### Text
#####

In etwa 300 Berliner Stimmbezirken muss die Bundestagswahl nach Meinung der Ampel-Koalition wiederholt werden. Foto: dpa/Hauke-Christian Dittrich

Die Ampel-Koalition will eine Wiederholung der Bundestagswahl in rund 300 von etwa 2300 Berliner Stimmbezirken.

Eine Wiederholung der Bundestagswahl ist wegen zahlreicher organisatorischer Pannen nach Ansicht der Ampel-Koalition in etwa 300 von knapp 2300 Berliner Stimmbezirken nötig. Wie der SPD-Abgeordnete Johannes Fechner am Dienstag sagte, beziehe sich dies ausschließlich auf die Zweitstimmen. Fechner schickte demnach einen entsprechenden Vorschlag der Ampel-Vertreter im Wahlprüfungsausschuss des Bundestags am Nachmittag an die Vorsitzende Daniela Ludwig (CSU). Der Wahlprüfungsausschuss des Bundestags soll noch im Oktober über einen entsprechenden Vorschlag abstimmen. Dort haben die Ampel-Vertreter die Mehrheit.

#####

### Material
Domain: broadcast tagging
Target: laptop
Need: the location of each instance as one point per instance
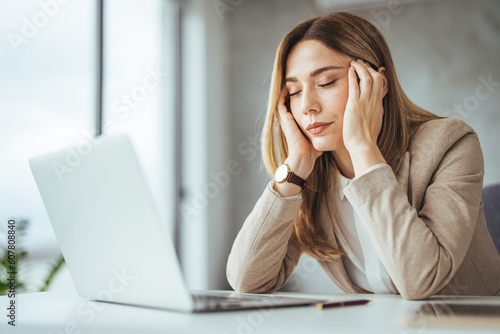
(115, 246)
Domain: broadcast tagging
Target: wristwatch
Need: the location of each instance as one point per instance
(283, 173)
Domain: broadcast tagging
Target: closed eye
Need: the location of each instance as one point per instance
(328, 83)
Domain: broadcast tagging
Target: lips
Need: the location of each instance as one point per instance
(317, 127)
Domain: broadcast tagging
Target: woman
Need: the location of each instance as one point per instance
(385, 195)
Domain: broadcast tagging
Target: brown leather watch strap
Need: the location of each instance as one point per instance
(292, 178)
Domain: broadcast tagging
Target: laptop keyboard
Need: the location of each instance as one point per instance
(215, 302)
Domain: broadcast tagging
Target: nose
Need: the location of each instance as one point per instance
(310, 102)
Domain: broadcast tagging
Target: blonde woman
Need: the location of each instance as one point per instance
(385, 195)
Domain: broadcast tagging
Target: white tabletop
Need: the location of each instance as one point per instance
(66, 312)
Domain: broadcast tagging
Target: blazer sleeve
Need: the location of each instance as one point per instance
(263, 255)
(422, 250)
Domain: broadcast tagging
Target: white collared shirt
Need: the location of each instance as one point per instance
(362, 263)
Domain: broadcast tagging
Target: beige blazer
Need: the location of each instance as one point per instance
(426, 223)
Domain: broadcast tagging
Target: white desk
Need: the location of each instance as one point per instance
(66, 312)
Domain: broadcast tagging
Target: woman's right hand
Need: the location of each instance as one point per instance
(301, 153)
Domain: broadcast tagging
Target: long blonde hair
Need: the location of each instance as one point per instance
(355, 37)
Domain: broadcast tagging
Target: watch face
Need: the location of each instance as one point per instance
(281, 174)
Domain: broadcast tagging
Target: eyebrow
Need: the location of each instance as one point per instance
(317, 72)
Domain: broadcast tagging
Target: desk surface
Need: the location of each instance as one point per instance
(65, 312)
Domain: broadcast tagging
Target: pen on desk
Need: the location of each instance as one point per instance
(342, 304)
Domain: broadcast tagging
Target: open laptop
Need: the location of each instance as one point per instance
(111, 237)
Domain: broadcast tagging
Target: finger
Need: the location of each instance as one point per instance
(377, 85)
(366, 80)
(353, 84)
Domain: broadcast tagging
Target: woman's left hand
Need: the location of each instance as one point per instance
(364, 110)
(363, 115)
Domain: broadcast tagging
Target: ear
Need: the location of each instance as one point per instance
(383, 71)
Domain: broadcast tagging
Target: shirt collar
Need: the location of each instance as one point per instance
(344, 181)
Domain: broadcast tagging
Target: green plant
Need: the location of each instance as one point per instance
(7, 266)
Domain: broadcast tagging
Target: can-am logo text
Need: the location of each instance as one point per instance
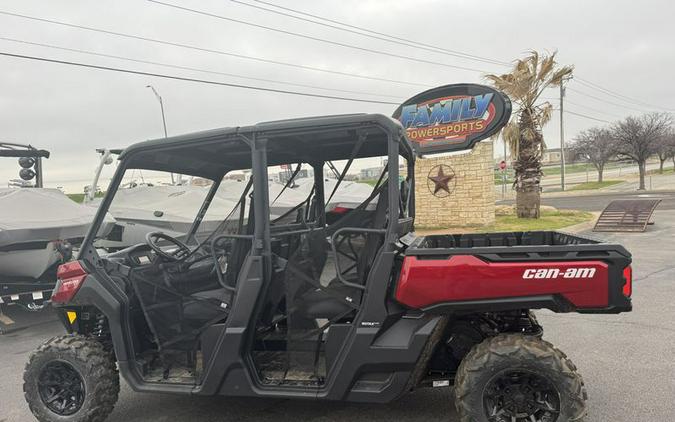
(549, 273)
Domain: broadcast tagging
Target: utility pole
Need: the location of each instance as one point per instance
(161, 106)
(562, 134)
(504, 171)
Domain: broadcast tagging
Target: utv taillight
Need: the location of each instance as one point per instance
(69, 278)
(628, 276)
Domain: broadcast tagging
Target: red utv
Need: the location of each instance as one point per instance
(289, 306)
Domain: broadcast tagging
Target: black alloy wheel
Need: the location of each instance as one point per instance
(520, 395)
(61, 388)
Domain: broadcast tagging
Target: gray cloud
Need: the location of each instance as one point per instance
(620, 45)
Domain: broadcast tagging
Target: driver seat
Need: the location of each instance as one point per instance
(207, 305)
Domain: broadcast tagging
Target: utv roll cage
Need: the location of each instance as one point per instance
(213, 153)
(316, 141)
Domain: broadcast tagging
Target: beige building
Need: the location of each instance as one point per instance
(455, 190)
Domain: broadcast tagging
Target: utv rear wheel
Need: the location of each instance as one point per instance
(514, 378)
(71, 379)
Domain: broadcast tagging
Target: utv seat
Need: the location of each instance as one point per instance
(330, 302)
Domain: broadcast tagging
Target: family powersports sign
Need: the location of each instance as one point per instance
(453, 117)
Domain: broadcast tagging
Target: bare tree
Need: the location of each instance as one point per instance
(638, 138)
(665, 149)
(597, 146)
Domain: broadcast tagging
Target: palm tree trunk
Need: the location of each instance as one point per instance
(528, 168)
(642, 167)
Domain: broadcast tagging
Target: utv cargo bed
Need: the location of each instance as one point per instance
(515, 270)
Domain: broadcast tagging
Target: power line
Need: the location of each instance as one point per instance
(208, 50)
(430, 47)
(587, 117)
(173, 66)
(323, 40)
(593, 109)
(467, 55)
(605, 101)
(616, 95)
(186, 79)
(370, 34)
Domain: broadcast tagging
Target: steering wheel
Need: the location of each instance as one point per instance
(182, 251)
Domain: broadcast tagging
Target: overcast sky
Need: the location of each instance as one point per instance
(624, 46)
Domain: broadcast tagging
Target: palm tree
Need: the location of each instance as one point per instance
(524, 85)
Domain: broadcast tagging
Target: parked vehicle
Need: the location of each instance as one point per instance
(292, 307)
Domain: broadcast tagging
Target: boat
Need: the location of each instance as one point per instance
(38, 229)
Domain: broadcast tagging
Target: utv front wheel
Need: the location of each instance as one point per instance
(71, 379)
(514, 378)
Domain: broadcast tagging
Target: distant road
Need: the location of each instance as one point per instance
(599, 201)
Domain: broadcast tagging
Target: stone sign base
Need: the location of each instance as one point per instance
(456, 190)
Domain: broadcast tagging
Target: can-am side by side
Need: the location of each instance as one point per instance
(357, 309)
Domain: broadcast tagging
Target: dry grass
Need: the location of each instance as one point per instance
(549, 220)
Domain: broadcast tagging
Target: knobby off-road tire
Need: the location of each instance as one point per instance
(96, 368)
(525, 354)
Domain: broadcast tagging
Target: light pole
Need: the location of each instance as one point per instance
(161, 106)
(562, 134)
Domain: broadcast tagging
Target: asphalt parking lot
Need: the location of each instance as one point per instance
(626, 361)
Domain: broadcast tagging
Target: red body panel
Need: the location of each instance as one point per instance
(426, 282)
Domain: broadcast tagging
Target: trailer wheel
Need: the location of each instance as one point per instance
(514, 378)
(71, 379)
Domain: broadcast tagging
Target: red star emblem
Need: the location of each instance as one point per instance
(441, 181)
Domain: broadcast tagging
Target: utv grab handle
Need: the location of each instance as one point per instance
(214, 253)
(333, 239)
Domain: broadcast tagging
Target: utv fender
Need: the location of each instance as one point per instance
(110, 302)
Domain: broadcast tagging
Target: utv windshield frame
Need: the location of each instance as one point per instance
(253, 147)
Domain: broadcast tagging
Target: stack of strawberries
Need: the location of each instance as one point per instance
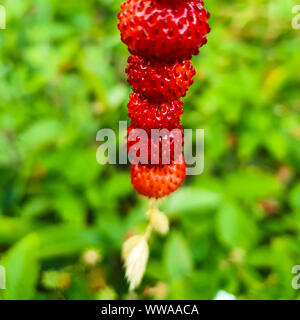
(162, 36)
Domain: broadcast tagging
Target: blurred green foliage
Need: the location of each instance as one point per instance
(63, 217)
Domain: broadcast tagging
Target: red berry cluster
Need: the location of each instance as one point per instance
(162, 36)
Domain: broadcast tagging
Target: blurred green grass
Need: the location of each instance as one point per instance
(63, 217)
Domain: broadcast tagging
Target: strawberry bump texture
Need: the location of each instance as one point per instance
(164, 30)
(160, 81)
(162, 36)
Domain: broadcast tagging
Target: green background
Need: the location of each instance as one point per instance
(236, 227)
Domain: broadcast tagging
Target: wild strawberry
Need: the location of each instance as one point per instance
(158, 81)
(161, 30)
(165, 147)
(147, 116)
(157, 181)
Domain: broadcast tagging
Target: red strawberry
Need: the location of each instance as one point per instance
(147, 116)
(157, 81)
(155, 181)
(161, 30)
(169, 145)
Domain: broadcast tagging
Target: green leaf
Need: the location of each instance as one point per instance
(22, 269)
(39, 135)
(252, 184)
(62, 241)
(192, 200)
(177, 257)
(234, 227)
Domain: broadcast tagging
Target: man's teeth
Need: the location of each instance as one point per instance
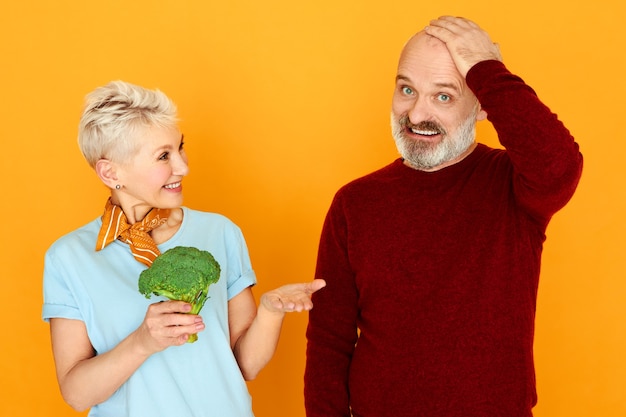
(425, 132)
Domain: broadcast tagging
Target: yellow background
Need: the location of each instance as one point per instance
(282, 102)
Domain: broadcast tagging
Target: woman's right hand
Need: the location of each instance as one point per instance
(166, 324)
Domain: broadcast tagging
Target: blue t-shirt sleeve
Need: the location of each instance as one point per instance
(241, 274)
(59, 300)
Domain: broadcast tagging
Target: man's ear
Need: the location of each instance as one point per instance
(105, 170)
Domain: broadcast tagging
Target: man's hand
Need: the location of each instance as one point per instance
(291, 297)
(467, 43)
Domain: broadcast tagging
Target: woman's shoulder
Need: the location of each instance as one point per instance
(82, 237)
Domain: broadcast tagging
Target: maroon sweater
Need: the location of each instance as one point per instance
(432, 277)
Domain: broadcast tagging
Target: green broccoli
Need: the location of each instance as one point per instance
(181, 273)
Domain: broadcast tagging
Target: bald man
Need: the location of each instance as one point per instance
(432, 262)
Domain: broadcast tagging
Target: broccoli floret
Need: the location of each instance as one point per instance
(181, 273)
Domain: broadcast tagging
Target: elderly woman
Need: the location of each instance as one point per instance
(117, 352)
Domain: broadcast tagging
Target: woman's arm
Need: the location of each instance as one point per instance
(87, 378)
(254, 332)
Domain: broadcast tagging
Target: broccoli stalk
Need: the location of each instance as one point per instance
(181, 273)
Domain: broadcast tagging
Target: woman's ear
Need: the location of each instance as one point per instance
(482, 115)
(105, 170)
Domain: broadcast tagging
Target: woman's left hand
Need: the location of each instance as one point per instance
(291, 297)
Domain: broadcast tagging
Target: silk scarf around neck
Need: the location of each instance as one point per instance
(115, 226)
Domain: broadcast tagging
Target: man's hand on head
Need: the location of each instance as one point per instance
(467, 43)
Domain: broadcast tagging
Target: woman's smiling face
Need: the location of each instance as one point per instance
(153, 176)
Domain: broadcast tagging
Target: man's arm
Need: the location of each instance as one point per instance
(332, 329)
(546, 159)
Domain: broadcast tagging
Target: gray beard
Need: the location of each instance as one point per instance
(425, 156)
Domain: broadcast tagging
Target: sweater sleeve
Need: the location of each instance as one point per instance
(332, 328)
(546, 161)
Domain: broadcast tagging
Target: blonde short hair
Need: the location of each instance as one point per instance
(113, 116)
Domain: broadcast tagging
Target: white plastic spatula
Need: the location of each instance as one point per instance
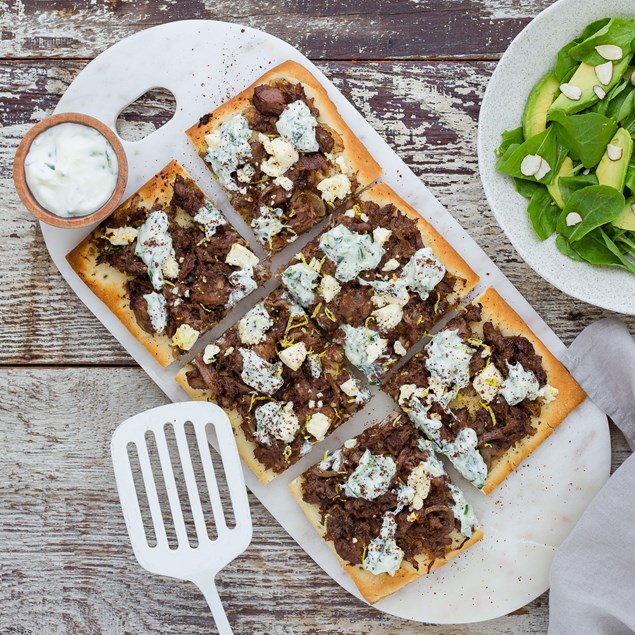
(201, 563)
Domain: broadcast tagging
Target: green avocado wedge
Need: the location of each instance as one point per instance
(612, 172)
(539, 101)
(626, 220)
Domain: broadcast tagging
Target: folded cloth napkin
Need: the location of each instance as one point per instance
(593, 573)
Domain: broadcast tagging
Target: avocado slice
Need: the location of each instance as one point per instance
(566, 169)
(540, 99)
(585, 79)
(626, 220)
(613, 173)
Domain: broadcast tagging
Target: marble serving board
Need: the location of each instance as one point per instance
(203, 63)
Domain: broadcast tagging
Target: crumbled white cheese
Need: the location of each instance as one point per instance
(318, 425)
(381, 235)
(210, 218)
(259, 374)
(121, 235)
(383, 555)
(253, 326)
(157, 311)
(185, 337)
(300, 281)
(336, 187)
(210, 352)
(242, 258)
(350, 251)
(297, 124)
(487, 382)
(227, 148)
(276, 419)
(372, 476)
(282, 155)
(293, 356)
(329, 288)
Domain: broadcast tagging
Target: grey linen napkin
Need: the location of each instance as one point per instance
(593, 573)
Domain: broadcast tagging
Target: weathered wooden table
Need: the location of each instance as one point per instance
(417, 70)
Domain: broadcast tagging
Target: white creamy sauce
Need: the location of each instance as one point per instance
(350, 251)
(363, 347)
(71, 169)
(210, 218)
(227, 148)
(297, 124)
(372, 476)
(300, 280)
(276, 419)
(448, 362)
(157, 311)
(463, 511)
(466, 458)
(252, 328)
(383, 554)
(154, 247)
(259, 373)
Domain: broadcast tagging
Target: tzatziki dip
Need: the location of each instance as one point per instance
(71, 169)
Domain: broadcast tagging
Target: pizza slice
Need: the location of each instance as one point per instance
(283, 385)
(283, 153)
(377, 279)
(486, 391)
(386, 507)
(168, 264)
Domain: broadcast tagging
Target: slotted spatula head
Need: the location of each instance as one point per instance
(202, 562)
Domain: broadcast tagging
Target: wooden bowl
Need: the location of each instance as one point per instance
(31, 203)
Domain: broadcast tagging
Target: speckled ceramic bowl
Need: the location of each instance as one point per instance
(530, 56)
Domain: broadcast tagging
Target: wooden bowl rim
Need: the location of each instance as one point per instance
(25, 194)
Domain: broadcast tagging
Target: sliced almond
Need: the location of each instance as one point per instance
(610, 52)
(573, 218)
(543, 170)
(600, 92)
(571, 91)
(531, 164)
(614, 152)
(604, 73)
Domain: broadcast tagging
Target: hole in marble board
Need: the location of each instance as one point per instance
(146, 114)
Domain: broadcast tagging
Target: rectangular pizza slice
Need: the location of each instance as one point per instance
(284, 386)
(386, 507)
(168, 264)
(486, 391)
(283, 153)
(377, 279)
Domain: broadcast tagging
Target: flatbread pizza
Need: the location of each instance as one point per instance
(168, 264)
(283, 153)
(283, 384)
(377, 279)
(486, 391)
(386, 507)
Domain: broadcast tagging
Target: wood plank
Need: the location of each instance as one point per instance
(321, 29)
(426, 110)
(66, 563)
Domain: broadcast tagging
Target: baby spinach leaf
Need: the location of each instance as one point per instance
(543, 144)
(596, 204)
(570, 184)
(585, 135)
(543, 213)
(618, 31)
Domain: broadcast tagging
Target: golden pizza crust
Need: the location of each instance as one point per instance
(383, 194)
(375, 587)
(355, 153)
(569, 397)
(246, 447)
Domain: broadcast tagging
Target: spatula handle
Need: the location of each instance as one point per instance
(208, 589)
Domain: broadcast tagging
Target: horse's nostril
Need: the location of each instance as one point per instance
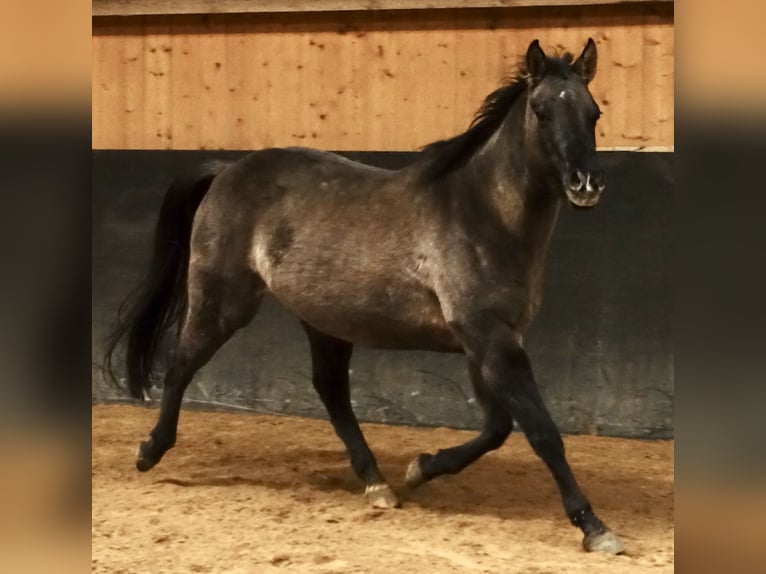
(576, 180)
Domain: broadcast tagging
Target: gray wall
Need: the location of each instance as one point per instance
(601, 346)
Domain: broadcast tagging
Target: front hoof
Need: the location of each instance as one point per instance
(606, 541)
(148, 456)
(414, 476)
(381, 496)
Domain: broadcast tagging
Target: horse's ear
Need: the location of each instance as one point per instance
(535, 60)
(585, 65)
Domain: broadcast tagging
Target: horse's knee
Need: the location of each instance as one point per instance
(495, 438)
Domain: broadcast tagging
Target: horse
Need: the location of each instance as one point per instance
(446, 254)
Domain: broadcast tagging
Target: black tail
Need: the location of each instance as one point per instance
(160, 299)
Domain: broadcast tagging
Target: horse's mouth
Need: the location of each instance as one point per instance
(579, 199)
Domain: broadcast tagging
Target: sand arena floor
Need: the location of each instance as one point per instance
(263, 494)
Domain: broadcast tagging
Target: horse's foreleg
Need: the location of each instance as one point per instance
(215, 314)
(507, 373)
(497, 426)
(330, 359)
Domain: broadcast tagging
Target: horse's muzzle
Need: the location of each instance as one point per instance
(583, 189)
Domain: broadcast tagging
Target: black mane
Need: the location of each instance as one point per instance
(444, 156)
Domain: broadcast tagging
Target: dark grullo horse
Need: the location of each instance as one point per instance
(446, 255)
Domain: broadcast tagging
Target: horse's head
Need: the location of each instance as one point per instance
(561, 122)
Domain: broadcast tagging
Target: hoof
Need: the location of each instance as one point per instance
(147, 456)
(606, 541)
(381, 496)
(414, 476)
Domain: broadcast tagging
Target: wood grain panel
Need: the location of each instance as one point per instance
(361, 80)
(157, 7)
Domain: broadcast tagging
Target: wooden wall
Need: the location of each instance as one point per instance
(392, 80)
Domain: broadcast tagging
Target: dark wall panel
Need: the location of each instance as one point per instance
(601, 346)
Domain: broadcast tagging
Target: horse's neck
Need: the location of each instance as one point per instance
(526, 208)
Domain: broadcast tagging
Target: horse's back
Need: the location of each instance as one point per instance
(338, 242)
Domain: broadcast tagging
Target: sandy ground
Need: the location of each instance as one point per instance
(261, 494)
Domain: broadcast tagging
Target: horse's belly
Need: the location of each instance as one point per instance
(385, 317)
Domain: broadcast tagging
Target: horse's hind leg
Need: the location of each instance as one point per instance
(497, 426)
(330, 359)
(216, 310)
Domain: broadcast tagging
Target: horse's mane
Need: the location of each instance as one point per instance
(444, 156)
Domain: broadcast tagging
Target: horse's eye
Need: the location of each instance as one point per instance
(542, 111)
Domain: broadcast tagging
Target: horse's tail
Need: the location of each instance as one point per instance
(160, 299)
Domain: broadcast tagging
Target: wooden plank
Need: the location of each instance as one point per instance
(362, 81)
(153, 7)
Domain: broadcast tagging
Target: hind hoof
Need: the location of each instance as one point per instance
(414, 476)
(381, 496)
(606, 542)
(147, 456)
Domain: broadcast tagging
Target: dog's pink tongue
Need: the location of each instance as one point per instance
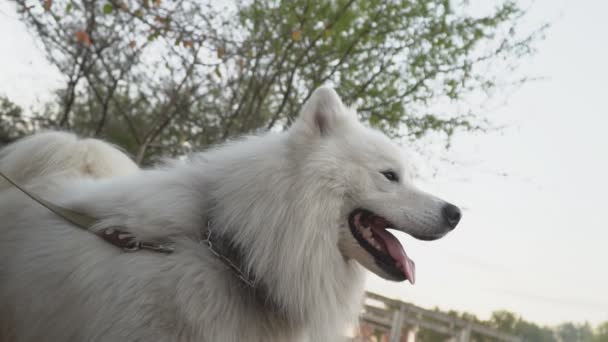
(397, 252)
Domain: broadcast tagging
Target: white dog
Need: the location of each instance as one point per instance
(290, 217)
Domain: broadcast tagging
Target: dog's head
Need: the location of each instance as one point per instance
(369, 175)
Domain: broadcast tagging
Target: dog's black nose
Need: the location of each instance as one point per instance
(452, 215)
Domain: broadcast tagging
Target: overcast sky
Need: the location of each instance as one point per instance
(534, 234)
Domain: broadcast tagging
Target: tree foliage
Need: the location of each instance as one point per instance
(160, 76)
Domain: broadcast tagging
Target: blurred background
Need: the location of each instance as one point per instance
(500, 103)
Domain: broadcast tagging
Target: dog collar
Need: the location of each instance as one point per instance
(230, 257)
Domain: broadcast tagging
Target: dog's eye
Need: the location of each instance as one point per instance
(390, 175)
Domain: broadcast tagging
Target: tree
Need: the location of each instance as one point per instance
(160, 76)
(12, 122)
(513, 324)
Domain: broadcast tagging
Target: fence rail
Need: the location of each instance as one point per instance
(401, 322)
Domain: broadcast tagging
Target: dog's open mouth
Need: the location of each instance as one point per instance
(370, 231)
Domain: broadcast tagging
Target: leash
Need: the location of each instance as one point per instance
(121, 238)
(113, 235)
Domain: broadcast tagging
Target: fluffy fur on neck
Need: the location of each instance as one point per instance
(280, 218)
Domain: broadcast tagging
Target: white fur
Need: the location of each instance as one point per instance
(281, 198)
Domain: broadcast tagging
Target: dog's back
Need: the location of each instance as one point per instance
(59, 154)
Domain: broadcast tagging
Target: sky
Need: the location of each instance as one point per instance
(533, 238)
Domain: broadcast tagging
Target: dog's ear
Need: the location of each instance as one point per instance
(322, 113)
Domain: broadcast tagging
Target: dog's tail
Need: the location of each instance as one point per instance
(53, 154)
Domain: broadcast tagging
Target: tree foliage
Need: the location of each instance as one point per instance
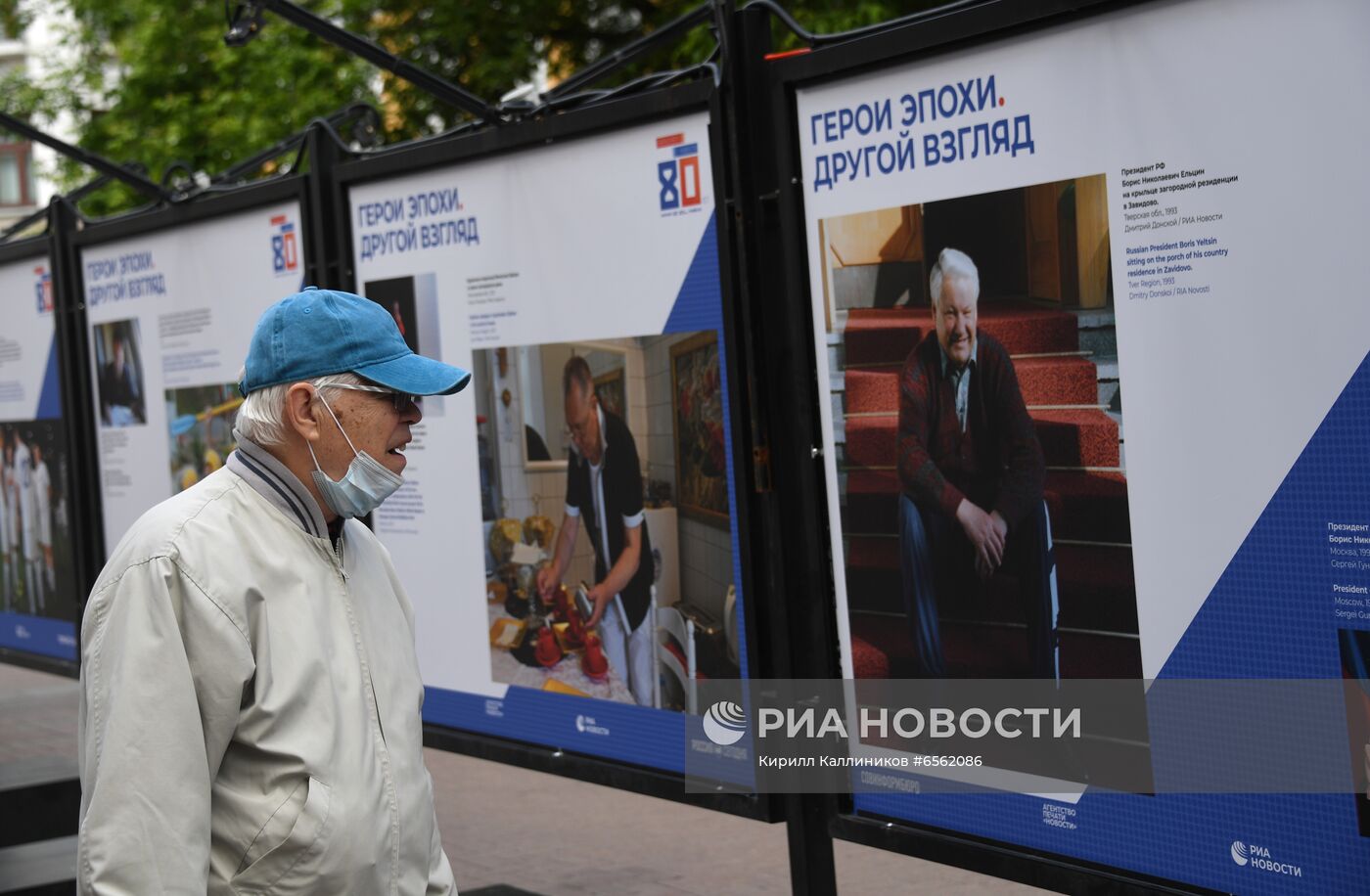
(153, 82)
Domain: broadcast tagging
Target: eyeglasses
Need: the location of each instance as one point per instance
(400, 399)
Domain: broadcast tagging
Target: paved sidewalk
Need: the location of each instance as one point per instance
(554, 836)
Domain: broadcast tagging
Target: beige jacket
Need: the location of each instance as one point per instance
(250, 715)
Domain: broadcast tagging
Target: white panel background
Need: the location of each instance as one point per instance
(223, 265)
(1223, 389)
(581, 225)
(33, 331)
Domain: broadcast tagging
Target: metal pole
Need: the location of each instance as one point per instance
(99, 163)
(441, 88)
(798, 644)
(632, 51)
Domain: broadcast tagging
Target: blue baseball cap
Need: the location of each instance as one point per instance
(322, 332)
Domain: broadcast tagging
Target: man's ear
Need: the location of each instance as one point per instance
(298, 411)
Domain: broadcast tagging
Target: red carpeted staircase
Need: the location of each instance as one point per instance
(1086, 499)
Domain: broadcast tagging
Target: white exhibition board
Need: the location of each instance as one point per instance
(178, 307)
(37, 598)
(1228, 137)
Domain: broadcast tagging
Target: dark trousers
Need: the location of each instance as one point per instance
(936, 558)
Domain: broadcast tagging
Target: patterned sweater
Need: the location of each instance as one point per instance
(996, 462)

#####

Zitiere wörtlich aus dem Text zur Berliner Wahlwiederholung, beginnend mit „Eine Wiederholung der Bundestagswahl ist“ und weiter bis einschließlich „Ampel-Vertreter die Mehrheit.“.

Eine Wiederholung der Bundestagswahl ist wegen zahlreicher organisatorischer Pannen nach Ansicht der Ampel-Koalition in etwa 300 von knapp 2300 Berliner Stimmbezirken nötig. Wie der SPD-Abgeordnete Johannes Fechner am Dienstag sagte, beziehe sich dies ausschließlich auf die Zweitstimmen. Fechner schickte demnach einen entsprechenden Vorschlag der Ampel-Vertreter im Wahlprüfungsausschuss des Bundestags am Nachmittag an die Vorsitzende Daniela Ludwig (CSU). Der Wahlprüfungsausschuss des Bundestags soll noch im Oktober über einen entsprechenden Vorschlag abstimmen. Dort haben die Ampel-Vertreter die Mehrheit.